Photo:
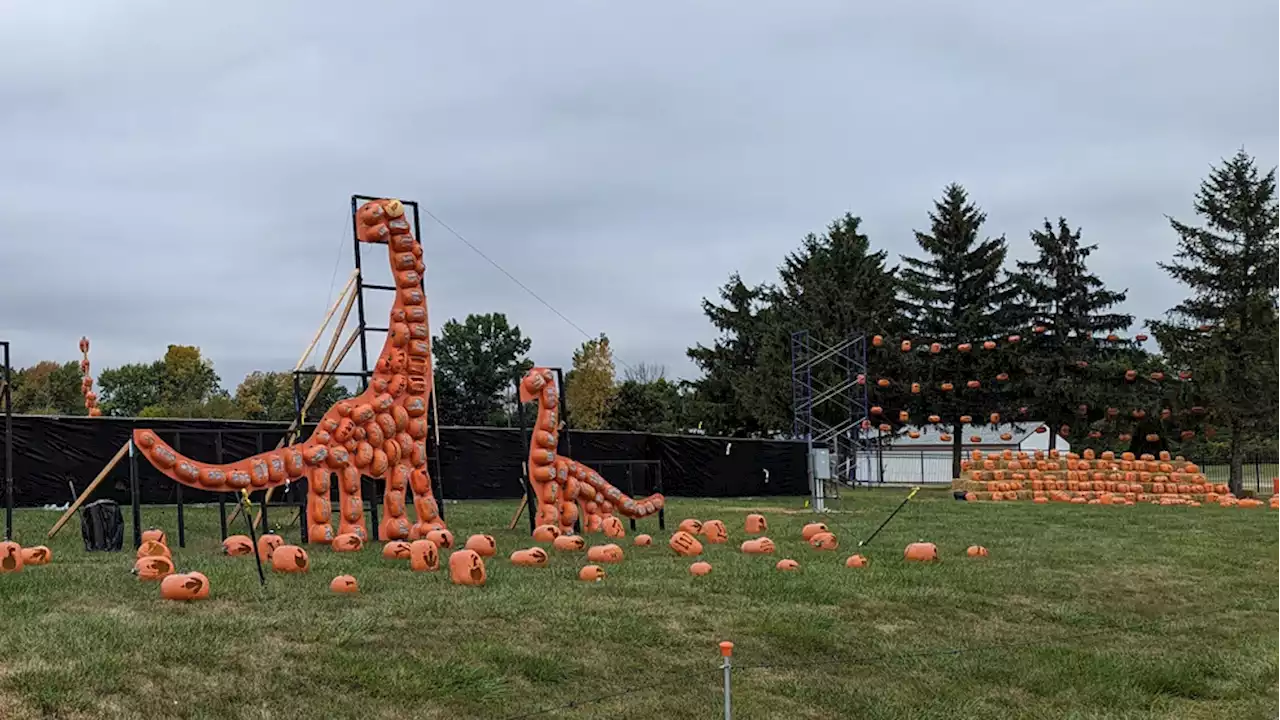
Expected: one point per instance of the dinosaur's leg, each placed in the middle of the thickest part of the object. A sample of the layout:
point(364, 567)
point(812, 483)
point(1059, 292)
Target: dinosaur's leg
point(319, 510)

----

**REQUIREMENT**
A word-for-word transcript of the entries above is needed, with pictures removed.

**FINAL ANSWER**
Photo:
Expected: one point per instance of the dinosaur's leg, each placed in the middle of the thickest part of the object. A sample of the layout:
point(364, 567)
point(812, 483)
point(1059, 292)
Target: dinosaur's leg
point(319, 510)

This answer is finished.